Pasaje extraído >>
►

Luis Alberto García / Moscú
*La dictadura militar supo mezclar política y deporte.
*Cortinas de humo y otras formas de distracción para el pueblo.
*”Ordem e Progresso”: represión política y deuda económica.
*Luiz Inácio Lula de Silva, vencedor en dos elecciones.
*”De lo sublime a lo ridículo solamente hay un paso”.
Entre 1964 y 1985, periodo que duró la dictadura que ejecutó un golpe de Estado patrocinado por Washington, política y deporte se mezclaron en el Brasil gobernado por una casta militar que promulgaba Actas Institucionales, decretos que permitían la proscripción de los partidos políticos, los mandatos parlamentarios y la suspensión de los derechos ciudadanos, con entidades religiosas, profesionales y sindicatos intervenidos.
Paralela a una etapa en que el futbol resplandeció con la obtención de la Copa Jules Rimet de 1970, la tortura también se convertía en deporte para personajes como Carlos Alberto Brilhante Ustra, responsable de los métodos violentos aplicados a Dilma Rousseff, presidenta de Brasil entre 2010 a 2016, cuando perteneció a un grupo guerrillero.

◄

Datos de origen >>
►

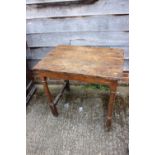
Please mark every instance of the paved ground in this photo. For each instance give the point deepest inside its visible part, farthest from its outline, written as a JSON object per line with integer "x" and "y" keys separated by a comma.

◄

Consigna 1 >> ¿A quién señala el pasaje sobre la dictadura militar brasileña como responsable de los métodos violentos aplicados a Dilma Rousseff?
Consigna 2 >> Escribe la continuación del pasaje sobre la dictadura militar brasileña a partir de su última oración.

Respuesta esperada 1 >> A Carlos Alberto Brilhante Ustra.

Respuesta esperada 2 >>
Para que no se olvide, el candidato de ultraderecha, Jair Bolsonaro, dedicó al torturador paulista su discurso en la Cámara de Diputados, el día que la hasta entonces vencedora de los comicios de octubre de 2010 fue destituida por malos manejos presupuestales mediante el voto de sus adversarios.
A los jefes del régimen militar no les importaban las ideologías, religiones, formación intelectual o extracción social de la oposición, perseguida y exterminada por los famosos “Escuadrones de la Muerte” comandados por los multiasesinos Milton LeCoq y Sergio Paranhos Fleury.
Ese fue el Brasil del tiempo en que, felices, los gobernantes que tomaron el poder el 1 de abril de 1964, invocaban sin cesar el tema positivista de la bandera verde y oro: “Ordem e Progresso”, el primero, impuesto con sofisticados ingredientes represivos, y el segundo, ganado con la hipoteca nacional traducida en una deuda externa y eterna.
Ésta ascendía a 120 mil millones de dólares de aquella época, endosados a José Sarney, Fernando Collor de Mello, Itamar Franco, Fernando Henrique Cardoso y Luis Inácio Lula da Silva, quien resultó vencedor en los comicios presidenciales de octubre de 2002.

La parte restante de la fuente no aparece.